Problem details -> Convert the data from the line with "query: open bus door" up to and including the line with "308 293 L 314" into a two-column CSV headed input and output. Each row should pair a text with its answer, each in a single quoted field with line breaks turned into spaces.

Contour labeling entries:

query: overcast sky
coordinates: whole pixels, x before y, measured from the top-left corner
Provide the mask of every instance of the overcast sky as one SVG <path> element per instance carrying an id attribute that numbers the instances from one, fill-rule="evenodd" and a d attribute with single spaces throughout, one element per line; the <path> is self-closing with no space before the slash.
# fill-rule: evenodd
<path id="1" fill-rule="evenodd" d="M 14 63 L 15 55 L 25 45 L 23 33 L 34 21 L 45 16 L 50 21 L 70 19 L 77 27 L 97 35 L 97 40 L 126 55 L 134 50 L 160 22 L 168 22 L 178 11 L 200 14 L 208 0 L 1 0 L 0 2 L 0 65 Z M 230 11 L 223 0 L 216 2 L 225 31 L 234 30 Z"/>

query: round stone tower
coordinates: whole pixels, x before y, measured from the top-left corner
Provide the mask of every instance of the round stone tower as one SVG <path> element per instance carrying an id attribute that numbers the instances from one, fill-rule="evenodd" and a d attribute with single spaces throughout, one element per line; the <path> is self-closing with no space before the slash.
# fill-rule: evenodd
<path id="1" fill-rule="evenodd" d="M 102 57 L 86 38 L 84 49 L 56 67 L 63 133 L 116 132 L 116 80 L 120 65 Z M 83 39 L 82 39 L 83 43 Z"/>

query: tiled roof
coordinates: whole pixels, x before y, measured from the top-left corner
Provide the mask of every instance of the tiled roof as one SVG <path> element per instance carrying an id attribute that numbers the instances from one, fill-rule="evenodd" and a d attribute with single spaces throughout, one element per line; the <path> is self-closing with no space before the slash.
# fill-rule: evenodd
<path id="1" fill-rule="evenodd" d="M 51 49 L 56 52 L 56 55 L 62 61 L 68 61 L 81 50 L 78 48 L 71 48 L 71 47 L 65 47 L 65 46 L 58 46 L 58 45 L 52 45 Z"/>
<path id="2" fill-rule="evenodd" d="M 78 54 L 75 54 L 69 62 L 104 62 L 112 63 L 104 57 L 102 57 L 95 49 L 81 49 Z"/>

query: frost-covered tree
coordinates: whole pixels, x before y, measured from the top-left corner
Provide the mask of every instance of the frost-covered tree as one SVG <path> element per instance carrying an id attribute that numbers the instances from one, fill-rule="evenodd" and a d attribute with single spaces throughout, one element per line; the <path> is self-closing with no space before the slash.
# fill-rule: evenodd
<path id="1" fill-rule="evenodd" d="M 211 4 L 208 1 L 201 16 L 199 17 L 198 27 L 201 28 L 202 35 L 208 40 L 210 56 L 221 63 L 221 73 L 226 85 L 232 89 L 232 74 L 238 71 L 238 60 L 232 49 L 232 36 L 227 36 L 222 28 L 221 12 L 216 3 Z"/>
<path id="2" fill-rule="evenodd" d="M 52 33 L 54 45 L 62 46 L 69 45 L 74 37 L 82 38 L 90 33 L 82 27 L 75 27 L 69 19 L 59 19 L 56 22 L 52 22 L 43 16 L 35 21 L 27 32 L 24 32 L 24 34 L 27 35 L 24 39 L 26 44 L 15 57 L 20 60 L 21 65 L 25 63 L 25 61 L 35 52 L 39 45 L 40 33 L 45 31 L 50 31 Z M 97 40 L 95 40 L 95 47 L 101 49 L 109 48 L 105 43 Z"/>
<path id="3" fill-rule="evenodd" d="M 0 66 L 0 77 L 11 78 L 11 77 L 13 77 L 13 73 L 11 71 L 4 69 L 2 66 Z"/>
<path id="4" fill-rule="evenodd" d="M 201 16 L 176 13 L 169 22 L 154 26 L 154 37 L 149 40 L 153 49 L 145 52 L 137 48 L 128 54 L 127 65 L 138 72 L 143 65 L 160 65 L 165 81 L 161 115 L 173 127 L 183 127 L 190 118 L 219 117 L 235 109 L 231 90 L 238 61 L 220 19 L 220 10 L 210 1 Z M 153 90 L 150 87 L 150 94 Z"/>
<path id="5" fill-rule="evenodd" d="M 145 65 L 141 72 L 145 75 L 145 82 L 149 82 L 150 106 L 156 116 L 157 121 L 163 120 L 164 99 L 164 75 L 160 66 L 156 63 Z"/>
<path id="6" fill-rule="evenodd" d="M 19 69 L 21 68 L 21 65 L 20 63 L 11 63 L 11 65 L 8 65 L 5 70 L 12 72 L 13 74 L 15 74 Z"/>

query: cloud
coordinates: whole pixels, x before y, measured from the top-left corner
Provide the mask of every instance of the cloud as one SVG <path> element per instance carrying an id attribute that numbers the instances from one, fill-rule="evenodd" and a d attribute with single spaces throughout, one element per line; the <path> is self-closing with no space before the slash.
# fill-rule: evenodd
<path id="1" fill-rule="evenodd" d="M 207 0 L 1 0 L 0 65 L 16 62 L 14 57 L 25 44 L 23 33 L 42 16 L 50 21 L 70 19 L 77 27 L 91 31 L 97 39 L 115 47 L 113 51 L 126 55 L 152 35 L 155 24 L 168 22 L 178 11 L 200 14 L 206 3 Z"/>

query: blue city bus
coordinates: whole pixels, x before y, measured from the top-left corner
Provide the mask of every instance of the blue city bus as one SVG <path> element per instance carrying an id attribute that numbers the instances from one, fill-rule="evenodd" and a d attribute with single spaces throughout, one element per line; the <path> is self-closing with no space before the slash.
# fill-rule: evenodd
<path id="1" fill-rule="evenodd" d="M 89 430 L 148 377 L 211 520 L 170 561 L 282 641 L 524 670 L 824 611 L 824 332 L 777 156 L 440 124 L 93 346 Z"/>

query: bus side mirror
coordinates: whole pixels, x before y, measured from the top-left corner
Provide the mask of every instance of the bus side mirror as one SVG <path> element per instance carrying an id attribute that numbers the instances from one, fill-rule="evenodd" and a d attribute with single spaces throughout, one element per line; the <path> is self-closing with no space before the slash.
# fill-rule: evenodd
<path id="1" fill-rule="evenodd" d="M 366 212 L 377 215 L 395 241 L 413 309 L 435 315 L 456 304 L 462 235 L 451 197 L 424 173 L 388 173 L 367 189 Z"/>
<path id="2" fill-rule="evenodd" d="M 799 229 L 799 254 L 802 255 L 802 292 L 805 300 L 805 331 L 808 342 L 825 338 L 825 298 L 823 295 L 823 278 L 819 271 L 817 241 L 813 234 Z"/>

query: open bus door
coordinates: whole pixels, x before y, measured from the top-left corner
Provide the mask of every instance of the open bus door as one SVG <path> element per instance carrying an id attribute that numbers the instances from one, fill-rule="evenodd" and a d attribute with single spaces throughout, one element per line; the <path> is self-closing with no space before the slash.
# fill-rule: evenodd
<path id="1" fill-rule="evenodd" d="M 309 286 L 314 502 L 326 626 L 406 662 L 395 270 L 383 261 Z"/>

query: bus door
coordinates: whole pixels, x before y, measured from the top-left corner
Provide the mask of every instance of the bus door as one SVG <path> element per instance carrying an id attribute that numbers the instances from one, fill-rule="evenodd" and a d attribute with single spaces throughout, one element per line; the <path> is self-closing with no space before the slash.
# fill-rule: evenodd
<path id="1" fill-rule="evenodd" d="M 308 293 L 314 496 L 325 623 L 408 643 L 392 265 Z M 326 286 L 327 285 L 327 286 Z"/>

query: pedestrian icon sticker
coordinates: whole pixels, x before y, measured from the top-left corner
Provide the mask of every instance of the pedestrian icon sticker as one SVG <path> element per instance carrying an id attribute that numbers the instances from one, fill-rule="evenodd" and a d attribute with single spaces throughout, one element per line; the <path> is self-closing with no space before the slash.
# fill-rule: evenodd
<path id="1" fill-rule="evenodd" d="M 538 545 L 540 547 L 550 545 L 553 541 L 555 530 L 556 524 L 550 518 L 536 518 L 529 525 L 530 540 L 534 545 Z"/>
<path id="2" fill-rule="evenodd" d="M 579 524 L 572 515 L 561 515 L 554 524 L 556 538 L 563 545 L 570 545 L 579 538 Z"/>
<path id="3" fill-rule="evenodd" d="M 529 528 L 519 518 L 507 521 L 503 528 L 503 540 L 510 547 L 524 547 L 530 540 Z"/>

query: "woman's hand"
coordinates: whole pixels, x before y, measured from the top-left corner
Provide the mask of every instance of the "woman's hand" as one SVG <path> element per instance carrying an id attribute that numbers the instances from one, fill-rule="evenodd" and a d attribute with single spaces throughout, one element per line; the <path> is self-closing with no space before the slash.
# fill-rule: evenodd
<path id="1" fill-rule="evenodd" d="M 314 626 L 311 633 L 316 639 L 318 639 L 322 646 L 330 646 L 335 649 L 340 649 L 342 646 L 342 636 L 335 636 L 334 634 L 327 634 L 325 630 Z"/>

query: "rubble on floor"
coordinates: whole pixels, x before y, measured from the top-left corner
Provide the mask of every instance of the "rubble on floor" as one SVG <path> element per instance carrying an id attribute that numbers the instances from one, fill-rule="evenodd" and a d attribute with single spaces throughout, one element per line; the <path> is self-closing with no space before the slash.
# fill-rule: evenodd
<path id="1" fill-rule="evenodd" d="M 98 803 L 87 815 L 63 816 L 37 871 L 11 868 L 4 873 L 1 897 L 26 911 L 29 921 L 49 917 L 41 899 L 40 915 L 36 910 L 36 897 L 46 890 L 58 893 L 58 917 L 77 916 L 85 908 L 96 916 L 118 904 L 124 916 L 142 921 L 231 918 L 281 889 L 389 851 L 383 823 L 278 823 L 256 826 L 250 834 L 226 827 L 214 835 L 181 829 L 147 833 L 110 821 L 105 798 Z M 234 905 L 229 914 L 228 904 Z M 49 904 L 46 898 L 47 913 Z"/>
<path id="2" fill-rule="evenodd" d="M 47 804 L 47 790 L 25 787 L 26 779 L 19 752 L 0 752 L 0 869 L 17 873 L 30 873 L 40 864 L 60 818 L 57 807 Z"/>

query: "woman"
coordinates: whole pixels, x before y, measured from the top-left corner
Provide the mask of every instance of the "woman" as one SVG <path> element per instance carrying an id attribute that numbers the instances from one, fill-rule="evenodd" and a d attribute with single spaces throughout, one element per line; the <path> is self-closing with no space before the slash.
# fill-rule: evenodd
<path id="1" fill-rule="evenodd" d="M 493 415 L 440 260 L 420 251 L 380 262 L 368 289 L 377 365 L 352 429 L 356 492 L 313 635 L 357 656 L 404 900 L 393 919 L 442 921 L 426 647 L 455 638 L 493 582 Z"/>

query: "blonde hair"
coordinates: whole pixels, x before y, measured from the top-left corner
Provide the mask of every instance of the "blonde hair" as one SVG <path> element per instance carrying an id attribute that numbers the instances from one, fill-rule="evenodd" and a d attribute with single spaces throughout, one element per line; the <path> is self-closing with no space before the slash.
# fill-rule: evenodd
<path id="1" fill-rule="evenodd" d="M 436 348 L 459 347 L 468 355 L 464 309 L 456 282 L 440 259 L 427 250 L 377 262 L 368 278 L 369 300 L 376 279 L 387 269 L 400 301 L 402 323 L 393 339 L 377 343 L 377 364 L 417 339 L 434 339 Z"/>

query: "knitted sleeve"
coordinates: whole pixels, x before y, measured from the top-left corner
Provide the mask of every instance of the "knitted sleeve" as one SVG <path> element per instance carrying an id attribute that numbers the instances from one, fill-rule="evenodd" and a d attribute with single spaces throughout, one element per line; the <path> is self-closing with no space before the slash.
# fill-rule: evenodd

Result ->
input,output
"query: open bus door coordinates: whole pixels, x before y, measured from the top-left corner Provide the mask of every instance of the open bus door as one SVG <path> element per instance carrying an id attribute that numbers the instances from one, fill-rule=""evenodd"" and a d attribute with single spaces throughout, one element per line; the <path> is self-closing with no space before the slash. # fill-rule: evenodd","<path id=""1"" fill-rule=""evenodd"" d=""M 309 286 L 314 502 L 326 626 L 406 662 L 395 270 L 383 261 Z""/>"
"query: bus door coordinates: whole pixels, x before y, measured from the top-left corner Provide the mask of every instance of the bus door as one SVG <path> element per instance carrying an id attribute that numbers the instances from one, fill-rule=""evenodd"" and a d attribute with single spaces throughout, one element per line; the <path> is self-closing with no space before the slash. # fill-rule: evenodd","<path id=""1"" fill-rule=""evenodd"" d=""M 308 293 L 314 496 L 325 623 L 408 643 L 392 265 Z M 326 286 L 327 285 L 327 286 Z""/>"